### The request
Exactly repeat the material, dropping only the pictures.

### Data shown
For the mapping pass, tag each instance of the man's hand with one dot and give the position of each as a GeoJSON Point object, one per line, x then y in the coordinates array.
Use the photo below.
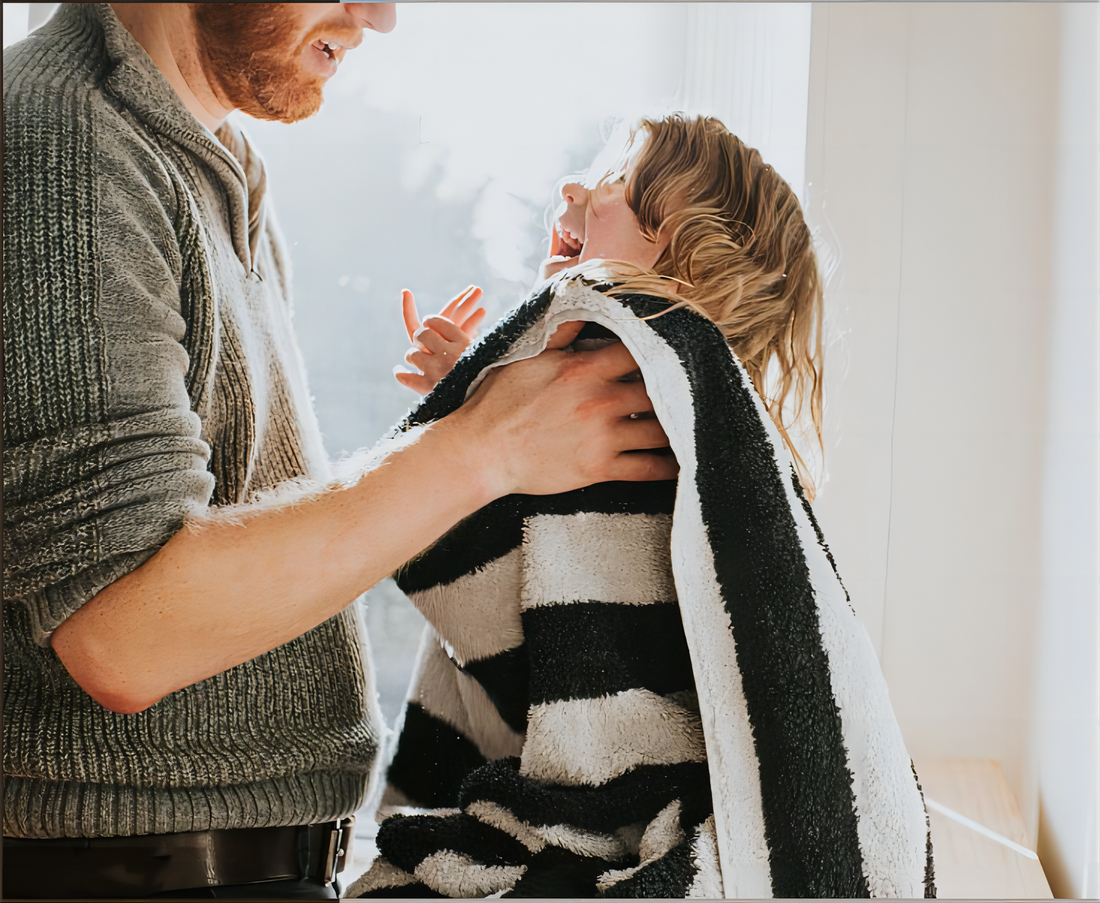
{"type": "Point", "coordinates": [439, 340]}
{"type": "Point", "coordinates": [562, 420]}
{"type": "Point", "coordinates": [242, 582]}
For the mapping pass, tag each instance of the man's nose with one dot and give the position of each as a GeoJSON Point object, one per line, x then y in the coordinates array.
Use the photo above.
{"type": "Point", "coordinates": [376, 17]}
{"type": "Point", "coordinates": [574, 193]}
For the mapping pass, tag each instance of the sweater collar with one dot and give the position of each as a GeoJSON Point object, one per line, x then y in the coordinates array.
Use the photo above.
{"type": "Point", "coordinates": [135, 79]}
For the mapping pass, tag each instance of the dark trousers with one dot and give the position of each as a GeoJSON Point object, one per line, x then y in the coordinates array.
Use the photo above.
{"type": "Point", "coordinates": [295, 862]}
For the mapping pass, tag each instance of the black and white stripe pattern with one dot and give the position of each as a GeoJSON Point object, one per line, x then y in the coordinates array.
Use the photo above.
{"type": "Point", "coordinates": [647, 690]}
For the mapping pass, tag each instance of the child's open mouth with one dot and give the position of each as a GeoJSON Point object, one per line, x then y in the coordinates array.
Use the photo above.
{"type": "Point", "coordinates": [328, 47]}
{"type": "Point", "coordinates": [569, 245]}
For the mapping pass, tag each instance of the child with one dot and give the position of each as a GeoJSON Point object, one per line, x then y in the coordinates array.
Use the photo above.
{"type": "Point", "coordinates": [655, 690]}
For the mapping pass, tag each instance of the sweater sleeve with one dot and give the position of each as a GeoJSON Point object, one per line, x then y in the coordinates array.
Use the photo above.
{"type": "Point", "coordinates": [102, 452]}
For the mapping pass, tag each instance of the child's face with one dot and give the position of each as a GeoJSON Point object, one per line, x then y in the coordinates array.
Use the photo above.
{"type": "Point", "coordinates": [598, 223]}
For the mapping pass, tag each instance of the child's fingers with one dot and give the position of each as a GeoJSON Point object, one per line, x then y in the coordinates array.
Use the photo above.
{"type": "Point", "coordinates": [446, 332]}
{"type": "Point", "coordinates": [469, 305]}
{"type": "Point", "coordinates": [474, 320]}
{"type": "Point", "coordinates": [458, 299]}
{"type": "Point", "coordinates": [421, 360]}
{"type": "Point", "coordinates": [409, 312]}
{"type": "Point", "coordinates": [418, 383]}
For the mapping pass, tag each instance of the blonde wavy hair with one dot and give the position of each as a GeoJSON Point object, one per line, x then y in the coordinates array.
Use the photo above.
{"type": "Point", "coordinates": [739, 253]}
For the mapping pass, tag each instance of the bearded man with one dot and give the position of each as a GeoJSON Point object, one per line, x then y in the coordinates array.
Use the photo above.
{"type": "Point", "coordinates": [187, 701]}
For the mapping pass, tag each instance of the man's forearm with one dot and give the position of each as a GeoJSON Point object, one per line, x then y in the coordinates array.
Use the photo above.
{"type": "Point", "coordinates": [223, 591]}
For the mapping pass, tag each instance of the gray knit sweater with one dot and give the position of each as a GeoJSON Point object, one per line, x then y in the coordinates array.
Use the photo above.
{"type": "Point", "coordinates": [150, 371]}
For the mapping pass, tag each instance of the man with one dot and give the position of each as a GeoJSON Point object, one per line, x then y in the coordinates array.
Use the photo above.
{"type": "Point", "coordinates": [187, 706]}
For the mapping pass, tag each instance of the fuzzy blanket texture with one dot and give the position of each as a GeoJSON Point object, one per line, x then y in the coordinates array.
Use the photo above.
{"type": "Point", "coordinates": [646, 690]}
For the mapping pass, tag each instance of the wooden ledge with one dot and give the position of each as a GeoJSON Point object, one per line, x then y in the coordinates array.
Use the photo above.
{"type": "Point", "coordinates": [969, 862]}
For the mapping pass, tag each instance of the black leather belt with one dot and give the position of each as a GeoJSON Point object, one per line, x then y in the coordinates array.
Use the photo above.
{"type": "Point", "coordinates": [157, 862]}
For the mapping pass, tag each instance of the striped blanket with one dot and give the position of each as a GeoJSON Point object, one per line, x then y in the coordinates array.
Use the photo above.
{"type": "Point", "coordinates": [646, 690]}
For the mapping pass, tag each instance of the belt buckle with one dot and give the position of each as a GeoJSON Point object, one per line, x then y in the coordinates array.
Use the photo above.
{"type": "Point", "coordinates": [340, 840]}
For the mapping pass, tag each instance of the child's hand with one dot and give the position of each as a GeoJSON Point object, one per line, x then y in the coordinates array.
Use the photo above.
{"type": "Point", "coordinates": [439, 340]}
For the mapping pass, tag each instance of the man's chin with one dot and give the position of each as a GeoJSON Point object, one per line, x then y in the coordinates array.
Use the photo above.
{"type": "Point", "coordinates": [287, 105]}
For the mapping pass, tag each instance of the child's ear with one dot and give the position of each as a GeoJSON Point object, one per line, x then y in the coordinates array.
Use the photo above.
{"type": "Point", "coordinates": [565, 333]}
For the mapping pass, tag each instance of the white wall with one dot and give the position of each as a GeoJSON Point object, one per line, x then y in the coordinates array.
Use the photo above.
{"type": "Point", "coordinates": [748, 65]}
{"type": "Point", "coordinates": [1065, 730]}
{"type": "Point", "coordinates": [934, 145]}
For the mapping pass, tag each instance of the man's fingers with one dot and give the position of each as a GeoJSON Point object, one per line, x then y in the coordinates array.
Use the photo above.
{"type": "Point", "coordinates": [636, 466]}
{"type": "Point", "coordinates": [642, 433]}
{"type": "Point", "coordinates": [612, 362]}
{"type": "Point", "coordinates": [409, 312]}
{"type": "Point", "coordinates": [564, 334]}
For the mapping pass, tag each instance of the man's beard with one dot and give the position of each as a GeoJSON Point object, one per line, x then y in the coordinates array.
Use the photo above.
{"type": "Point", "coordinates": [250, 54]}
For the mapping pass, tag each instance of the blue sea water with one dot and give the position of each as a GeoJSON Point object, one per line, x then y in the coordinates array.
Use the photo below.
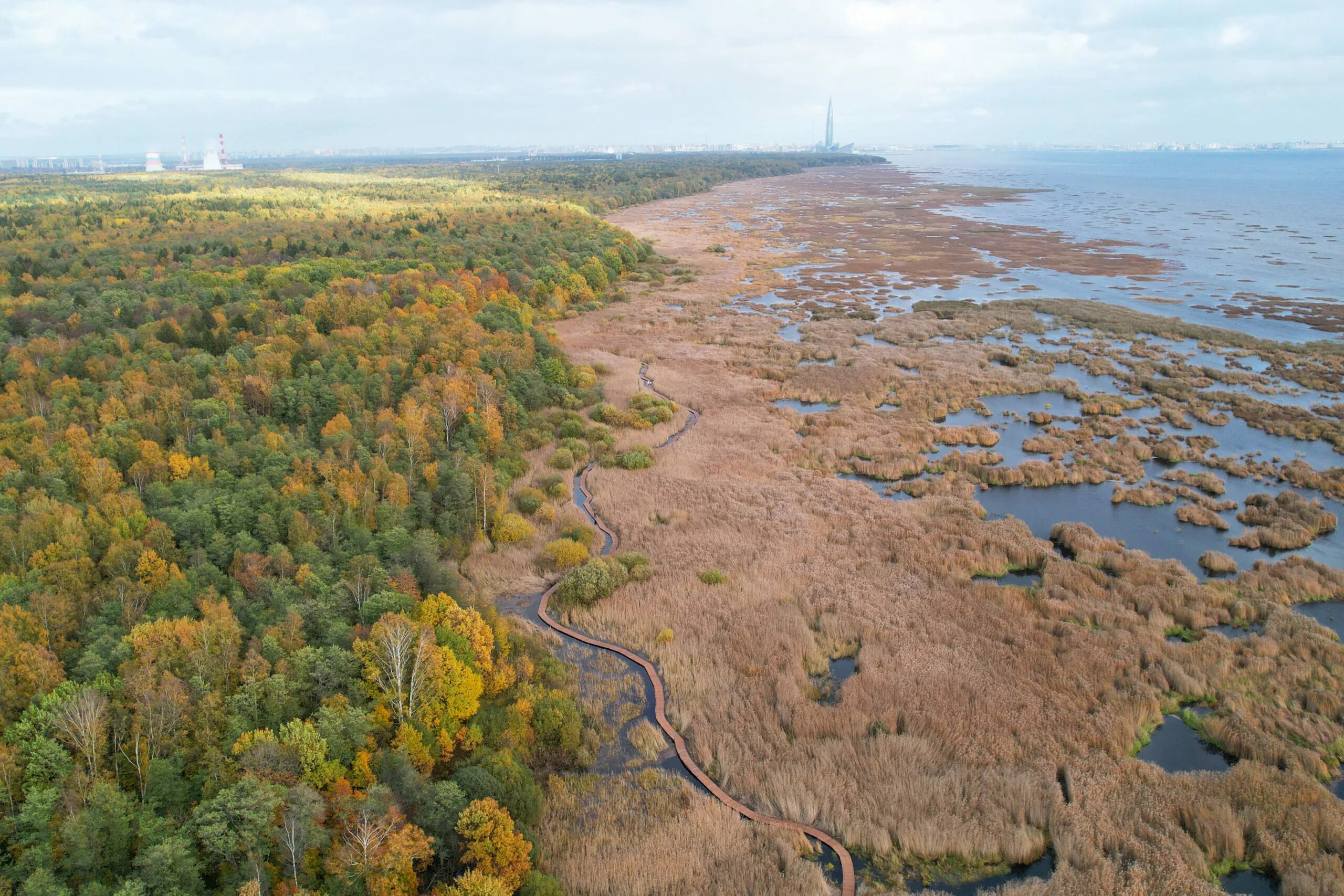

### Task solution
For the mapping pass, tag each instance of the man's hand with one dot and give the position of each as a GeoJSON Point object, one per line, x then y in the coordinates array.
Use the photo below.
{"type": "Point", "coordinates": [439, 340]}
{"type": "Point", "coordinates": [562, 420]}
{"type": "Point", "coordinates": [242, 582]}
For the mapping pass, tag each instance of the man's nose with one dot and give the position of each as a GeoJSON Point object, one per line, x then y in the coordinates array.
Use the photo above.
{"type": "Point", "coordinates": [376, 17]}
{"type": "Point", "coordinates": [574, 193]}
For the mapping pass, tag each instance of the sweater collar with one dot and give the position of each as a GeoJSON Point object, one per line, x then y in the coordinates array.
Use the photo above.
{"type": "Point", "coordinates": [135, 79]}
For the mapping pass, tag each instance of the dark trousers with one dot and give the position of each as a GeoJSON Point object, one per line, x then y in the coordinates array.
Use the photo above.
{"type": "Point", "coordinates": [295, 862]}
For the mapping pass, tag each instance of the black and white stripe pattern with one dot and give the position of each as a GeoJSON Point object, one per line, x then y in the coordinates array.
Use the photo above.
{"type": "Point", "coordinates": [647, 690]}
For the mapping pass, tag each instance of the child's open mouth with one dot and give the position of each as a GeoJSON Point object, one per line, x then y in the coordinates array.
Use the photo above.
{"type": "Point", "coordinates": [328, 47]}
{"type": "Point", "coordinates": [569, 245]}
For the mapping pass, tag each instance of the child with one dot and give the position of each as a GeoJSON Point object, one per line, x then y in the coordinates array.
Use the photo above.
{"type": "Point", "coordinates": [655, 690]}
For the mapping pass, tag each instance of the sweater sleeve with one dot and give the position of each as a GeoJSON Point object, one per line, x then y in the coordinates array.
Use the photo above.
{"type": "Point", "coordinates": [102, 452]}
For the mapping pass, tag each instance of the child's face with one dot and give the position of each as a GeoJSON Point object, one per line, x then y in the coordinates array.
Use the photo above.
{"type": "Point", "coordinates": [598, 223]}
For the mapping pass, tag each instance of the child's fingers with one dot and give the position of each as a GeoJSON Point object, one per line, x then y in the coordinates array.
Use the photo above.
{"type": "Point", "coordinates": [446, 332]}
{"type": "Point", "coordinates": [469, 305]}
{"type": "Point", "coordinates": [474, 320]}
{"type": "Point", "coordinates": [458, 299]}
{"type": "Point", "coordinates": [421, 360]}
{"type": "Point", "coordinates": [409, 312]}
{"type": "Point", "coordinates": [418, 383]}
For the mapping pass, tag each instance of the blonde wavy hair with one dot and give the position of each as a GeoJSON Point object, one per line, x then y in the coordinates array.
Use the photo above.
{"type": "Point", "coordinates": [739, 253]}
For the mapping pass, tag each instance of the bearded man with one dot and give the position of each as a GeoJSON Point object, one per line, x then y in the coordinates array.
Use the photo above.
{"type": "Point", "coordinates": [187, 701]}
For the mapping pass, tag each instance of the man's forearm with one dot and give the position of each as a GeoJSON Point object, one per line, x then y in the coordinates array.
Use the photo above.
{"type": "Point", "coordinates": [223, 591]}
For the mapping pass, tag each instance of the gray knit sweater with one dot and give the position of each as a GeoJSON Point object, one per line, x then y in the coordinates array.
Use the photo above.
{"type": "Point", "coordinates": [150, 371]}
For the mapping pass, tag each instance of the man with one dot and give the position of each as a GeoJSON Point object, one per line, x then y in the coordinates array.
Use the photo above.
{"type": "Point", "coordinates": [187, 706]}
For the mapping pass, tag each instance of the fuzzy blanket texture with one dot and give the position of each as a GeoJSON Point object, one per line, x then y in the coordinates array.
Use the photo above.
{"type": "Point", "coordinates": [646, 690]}
For the mapping pass, tag each instance of the wooden ledge with one dot and give the position of each as a GeoJSON Point object, one per line, x then y in the coordinates array.
Use the photo above.
{"type": "Point", "coordinates": [969, 862]}
For the mapping pass, tag each instance of the black leather belt with one dot and give the position of each as a GeoJSON Point object, one per line, x then y in the coordinates array.
Use the photo above.
{"type": "Point", "coordinates": [157, 862]}
For the mapping pass, tag each instance of the striped blanket with one dot and give the position of each as a GeoJSON Point object, one per line, x then y in the coordinates array.
Use the photo above.
{"type": "Point", "coordinates": [646, 690]}
For the mapping pass, tag each instance of the belt buckle with one dot and give the position of each as a GeoJSON Point object, one per line, x then y in the coordinates array.
Use the photo above.
{"type": "Point", "coordinates": [340, 840]}
For the mapping pass, tag each instance of the child's hand with one dot and give the position of each as a GeoJSON Point object, one per line, x then y in the coordinates array.
Use the photo above.
{"type": "Point", "coordinates": [439, 340]}
For the mapping pass, tag each instance of the man's chin with one dot and give the position of each as a GeoJSON Point object, one per line, x then y in the coordinates array.
Use the photo above.
{"type": "Point", "coordinates": [287, 105]}
For the mapping pass, tag each instance of the child's ear with one dot and give the position of each as a GeoJSON Point object, one per line, x then y in the coordinates array.
Use the photo above.
{"type": "Point", "coordinates": [565, 333]}
For the mapping pass, tag each instance of the white wall with one dot and give the position of each as a GeoJSON Point object, one per line, x then y in the coordinates array.
Use the photo above.
{"type": "Point", "coordinates": [748, 65]}
{"type": "Point", "coordinates": [1065, 730]}
{"type": "Point", "coordinates": [934, 145]}
For the mapping pass, tag each instance of the man's fingers with one dot and give the position of each as a GeoJSON Point object, one per line, x then y in the coordinates array.
Use the photo above.
{"type": "Point", "coordinates": [636, 466]}
{"type": "Point", "coordinates": [642, 433]}
{"type": "Point", "coordinates": [612, 362]}
{"type": "Point", "coordinates": [409, 312]}
{"type": "Point", "coordinates": [564, 334]}
For the mapping pass, tag each instance of the man's beard with one dot and give the position of each as a GeoJSON Point object, one per line, x then y in the coordinates array.
Use the photo above.
{"type": "Point", "coordinates": [250, 54]}
For the mapping pass, tag each instance of the blue sea water with one dot and give the position of each as a GeoJSON Point object, one per line, x then y in the coordinates array.
Use the photo below.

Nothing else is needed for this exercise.